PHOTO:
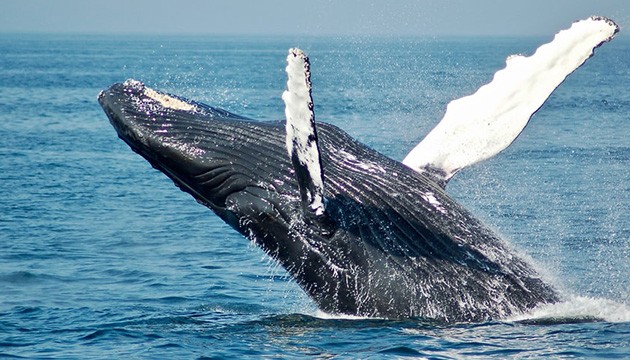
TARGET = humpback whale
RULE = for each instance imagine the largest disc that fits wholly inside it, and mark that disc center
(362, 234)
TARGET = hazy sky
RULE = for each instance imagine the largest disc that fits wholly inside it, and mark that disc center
---
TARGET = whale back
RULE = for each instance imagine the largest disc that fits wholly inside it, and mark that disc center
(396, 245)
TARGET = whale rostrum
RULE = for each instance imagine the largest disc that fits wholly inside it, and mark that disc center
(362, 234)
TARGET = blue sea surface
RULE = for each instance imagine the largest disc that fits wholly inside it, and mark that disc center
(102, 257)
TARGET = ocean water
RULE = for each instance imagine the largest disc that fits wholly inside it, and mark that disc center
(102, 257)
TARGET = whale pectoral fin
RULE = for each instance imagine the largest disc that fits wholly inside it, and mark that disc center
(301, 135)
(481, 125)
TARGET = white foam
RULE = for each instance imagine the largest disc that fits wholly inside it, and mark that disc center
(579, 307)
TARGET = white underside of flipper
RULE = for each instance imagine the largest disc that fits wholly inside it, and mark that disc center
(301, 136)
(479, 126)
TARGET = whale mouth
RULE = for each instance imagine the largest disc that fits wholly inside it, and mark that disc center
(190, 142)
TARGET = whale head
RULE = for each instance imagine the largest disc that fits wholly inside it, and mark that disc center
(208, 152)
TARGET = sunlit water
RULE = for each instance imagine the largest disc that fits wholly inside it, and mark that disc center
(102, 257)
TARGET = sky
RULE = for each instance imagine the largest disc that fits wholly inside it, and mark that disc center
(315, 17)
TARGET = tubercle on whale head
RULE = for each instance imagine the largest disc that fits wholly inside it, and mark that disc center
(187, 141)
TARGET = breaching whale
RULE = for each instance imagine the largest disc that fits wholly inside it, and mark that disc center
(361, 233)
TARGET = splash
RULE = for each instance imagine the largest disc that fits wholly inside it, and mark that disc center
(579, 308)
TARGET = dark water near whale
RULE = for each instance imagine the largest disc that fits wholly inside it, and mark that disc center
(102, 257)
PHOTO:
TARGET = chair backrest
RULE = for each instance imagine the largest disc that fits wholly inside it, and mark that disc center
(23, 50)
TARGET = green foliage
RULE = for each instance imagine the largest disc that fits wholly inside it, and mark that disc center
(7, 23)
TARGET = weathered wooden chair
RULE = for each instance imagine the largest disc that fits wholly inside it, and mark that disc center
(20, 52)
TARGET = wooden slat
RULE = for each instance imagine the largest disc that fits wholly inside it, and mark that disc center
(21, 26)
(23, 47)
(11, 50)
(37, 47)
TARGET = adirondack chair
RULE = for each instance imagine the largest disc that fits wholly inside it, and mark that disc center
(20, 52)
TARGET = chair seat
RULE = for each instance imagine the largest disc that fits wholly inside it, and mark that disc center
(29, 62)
* * *
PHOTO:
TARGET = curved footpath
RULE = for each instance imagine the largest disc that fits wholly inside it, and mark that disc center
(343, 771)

### Work to be completed
Gather every line of the listing above that contains the string "whale", copying each one in full. Matches are case-sensitive.

### Expected answer
TARGET = humpback whale
TARGET = whale back
TARGET = whale rostrum
TARGET = whale pectoral fin
TARGET = whale mouth
TARGET = whale head
TARGET = tubercle on whale head
TARGET = breaching whale
TARGET = dark water near whale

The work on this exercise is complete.